Point-per-instance localization data:
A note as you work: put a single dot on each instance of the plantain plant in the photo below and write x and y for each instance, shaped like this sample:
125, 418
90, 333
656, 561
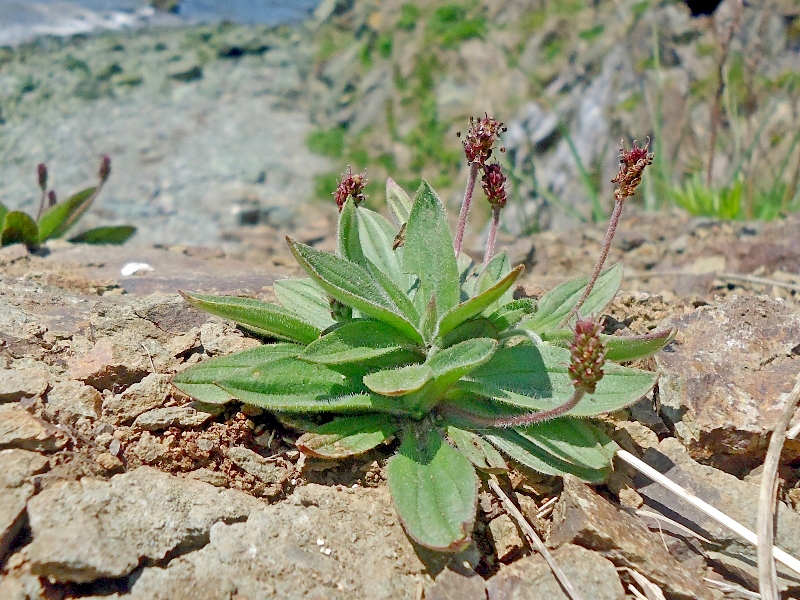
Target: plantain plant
397, 336
55, 219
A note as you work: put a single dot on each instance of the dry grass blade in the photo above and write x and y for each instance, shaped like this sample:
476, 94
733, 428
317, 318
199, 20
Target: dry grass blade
767, 498
534, 540
720, 517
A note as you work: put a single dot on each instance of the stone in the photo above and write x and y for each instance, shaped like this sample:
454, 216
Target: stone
20, 429
722, 381
585, 518
530, 578
151, 392
736, 498
258, 466
507, 541
310, 549
69, 400
91, 529
172, 416
113, 363
16, 469
16, 384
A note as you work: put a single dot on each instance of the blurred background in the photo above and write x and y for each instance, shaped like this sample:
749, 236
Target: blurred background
229, 122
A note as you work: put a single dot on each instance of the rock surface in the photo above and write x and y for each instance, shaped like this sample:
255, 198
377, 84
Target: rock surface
722, 380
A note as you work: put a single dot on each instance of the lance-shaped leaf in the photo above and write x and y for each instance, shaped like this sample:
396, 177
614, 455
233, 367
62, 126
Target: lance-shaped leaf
556, 304
474, 306
429, 250
19, 228
434, 490
508, 315
398, 382
536, 378
358, 341
347, 436
619, 348
293, 385
522, 450
398, 201
264, 318
199, 381
449, 365
114, 235
57, 220
477, 450
305, 299
353, 285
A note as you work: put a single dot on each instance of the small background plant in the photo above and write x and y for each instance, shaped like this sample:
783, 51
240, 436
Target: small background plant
398, 336
54, 219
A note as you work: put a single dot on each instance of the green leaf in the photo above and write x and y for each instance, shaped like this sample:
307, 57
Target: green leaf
114, 235
474, 306
449, 365
305, 299
264, 318
398, 382
477, 450
199, 380
621, 349
292, 385
57, 220
347, 436
398, 201
358, 341
353, 285
536, 378
524, 451
19, 228
508, 315
429, 250
474, 328
556, 304
435, 491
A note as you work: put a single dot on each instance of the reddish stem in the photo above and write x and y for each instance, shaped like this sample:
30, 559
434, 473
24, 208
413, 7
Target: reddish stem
492, 235
612, 229
465, 205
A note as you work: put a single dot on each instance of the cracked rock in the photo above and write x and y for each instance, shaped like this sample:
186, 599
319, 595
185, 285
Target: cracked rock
530, 578
16, 469
722, 381
587, 519
91, 529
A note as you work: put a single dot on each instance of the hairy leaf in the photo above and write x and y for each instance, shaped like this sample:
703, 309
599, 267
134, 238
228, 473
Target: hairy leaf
398, 382
434, 489
474, 306
353, 285
115, 235
58, 219
199, 381
347, 436
536, 378
359, 341
263, 317
19, 228
556, 304
522, 450
429, 250
477, 450
305, 299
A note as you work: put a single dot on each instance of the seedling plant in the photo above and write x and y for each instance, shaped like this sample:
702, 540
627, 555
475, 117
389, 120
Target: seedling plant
399, 335
54, 219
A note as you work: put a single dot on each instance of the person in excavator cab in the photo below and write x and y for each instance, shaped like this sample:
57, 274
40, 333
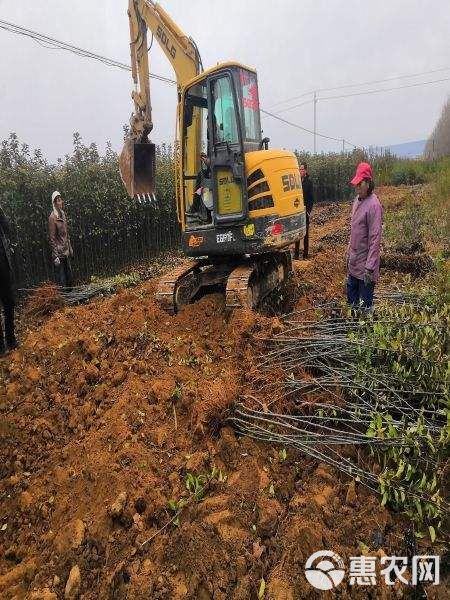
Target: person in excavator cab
202, 202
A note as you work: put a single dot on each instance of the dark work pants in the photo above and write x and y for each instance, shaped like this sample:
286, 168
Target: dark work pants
7, 303
64, 273
306, 238
359, 295
305, 242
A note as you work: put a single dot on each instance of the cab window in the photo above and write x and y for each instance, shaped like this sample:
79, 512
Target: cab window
250, 105
224, 112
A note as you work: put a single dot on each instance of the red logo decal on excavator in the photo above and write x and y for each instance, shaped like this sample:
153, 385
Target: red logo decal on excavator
195, 241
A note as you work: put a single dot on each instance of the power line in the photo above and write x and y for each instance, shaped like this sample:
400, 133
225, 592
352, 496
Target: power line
54, 44
328, 137
384, 90
348, 85
401, 87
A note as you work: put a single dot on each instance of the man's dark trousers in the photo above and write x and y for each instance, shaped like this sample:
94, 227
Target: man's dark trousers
64, 273
7, 302
358, 293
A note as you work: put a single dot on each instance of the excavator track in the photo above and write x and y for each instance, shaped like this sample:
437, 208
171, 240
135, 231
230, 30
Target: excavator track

* Task description: Across the preceding records, count the lines with the word "track" in them and give that figure alone.

* Task output: 2